Requirements:
**1.** Answer these questions using the blog text below.
(a) How many syntax encoding schemes does the Bounding Box Tool offer for capturing coordinates?
(b) In which two MARC fields does the writer record the extent of each paper map?
(c) Who taught the undergraduate classes in geographic information systems that the writer took?
**2.** Quote the blog text below from "While I’ve been" to "resources and catalogues.", inclusive.

INF2186: My favourite metadata tool

My favourite metadata tool remains perpetually open in a browser tab at work: Klokan Technologies’ Bounding Box Tool, an easy-to-use utility that generates bounding box coordinates (in other words, the latitude and longitude values that enclose a given space) for given areas on-the-fly. This metadata is important for capturing the spatial extent of items and describing them in a consistent manner. For every paper map I catalogue into original MARC records, I record the extent in the 034 and 255 fields, and for every geospatial dataset in the MDL data inventory, the bounding box is entered into its own field in the metadata record. Given the different storage requirements of these two databases, it is very convenient that users are offered a choice of 12 (!) different syntax encoding schemes for capturing coordinates – I personally use MARC VTLS (which pops the coordinates into the appropriate subfields for quick copying and pasting) and CSV for these respective applications.

While I’ve been using the Bounding Box Tool for several years, it was only in this course that I learned the term “syntax encoding scheme”, and the flexibility that Klokan continues to develop into it makes it a fantastic tool for anyone working with geospatial resources and catalogues.

INF2186: Geospatially Speaking

A few months after I was hired to work at MDL, I started taking undergraduate classes in geographic information systems with the fantastic Don Boyes. My work on the Don Valley Project taught me about one particular subset of tools in ArcGIS, and through Prof. Boyes’ classes, I learned so much about representation, cartography, analysis, and decisionmaking using GIS. I also learned much more about why geospatial metadata is really, really important to those working with GIS, and these lessons are resonant on a daily basis in the reference work I do in the library. Geospatial datasets are frequently packaged with their accompanying metadata, and for very good reasons.

Collected data entries
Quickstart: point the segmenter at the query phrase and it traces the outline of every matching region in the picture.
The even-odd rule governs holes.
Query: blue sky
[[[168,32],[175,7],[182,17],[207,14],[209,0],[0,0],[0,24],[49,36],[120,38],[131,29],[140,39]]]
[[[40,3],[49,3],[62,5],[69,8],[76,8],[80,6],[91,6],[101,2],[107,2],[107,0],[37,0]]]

Answers given:
**1.**
(a) 12
(b) The 034 and 255 fields
(c) Don Boyes

**2.**
While I’ve been using the Bounding Box Tool for several years, it was only in this course that I learned the term “syntax encoding scheme”, and the flexibility that Klokan continues to develop into it makes it a fantastic tool for anyone working with geospatial resources and catalogues.